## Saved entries
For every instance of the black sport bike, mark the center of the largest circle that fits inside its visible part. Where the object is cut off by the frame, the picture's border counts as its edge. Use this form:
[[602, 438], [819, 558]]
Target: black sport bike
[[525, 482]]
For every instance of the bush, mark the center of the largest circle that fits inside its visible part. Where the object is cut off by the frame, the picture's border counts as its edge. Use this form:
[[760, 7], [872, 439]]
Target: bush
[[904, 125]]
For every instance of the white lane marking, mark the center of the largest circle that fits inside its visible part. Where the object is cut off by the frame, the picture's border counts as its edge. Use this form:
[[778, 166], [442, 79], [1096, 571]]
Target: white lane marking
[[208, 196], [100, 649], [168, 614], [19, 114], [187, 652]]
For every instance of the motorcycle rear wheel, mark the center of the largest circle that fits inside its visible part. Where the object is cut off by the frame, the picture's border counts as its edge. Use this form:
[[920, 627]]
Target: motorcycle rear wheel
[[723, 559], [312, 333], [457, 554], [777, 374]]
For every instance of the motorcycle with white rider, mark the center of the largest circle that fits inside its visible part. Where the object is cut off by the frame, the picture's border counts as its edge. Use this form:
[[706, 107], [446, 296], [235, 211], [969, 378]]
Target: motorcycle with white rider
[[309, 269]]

## To do
Each record above needs to be transcribed word for word.

## Task solution
For every instance of the black sport bike, mark the center of the largest circle that fits inside its visible part. Where the object is cut off by the frame, the picture's border counts as its edge. Use this form:
[[602, 438], [819, 558]]
Target: black sport bike
[[525, 482]]
For every instance of the bush, mark the center of the largest circle that fits inside its visible part. Where the object is cut off by the frame, the picture's border counts as its edge. Use this form:
[[760, 7], [872, 439]]
Target: bush
[[904, 125]]
For every instance of the white lane marking, mark the center of the largest circle that fits inside its visible part. Where the object is cut off by the frame, the picture's border counts as its edge. Use this form:
[[778, 166], [442, 79], [1096, 571]]
Target: white lane marking
[[208, 196], [100, 649], [168, 614], [19, 114], [187, 652]]
For every instance of the motorcycle rear wheel, mark the center of the largest circle that fits inside its visible part. Where the object is cut off by the frame, the picture's border counts as its edge. Use this form:
[[920, 627]]
Target: motorcycle rear wheel
[[723, 559], [312, 333], [457, 554], [777, 374]]
For every instance of the motorcycle with white rider, mark the center of the largest circle that fits inside its visible part. Where the object is cut off by the frame, the picture's border counts as its edge. Use this form:
[[706, 107], [446, 296], [235, 211], [969, 378]]
Target: motorcycle with white rider
[[309, 269]]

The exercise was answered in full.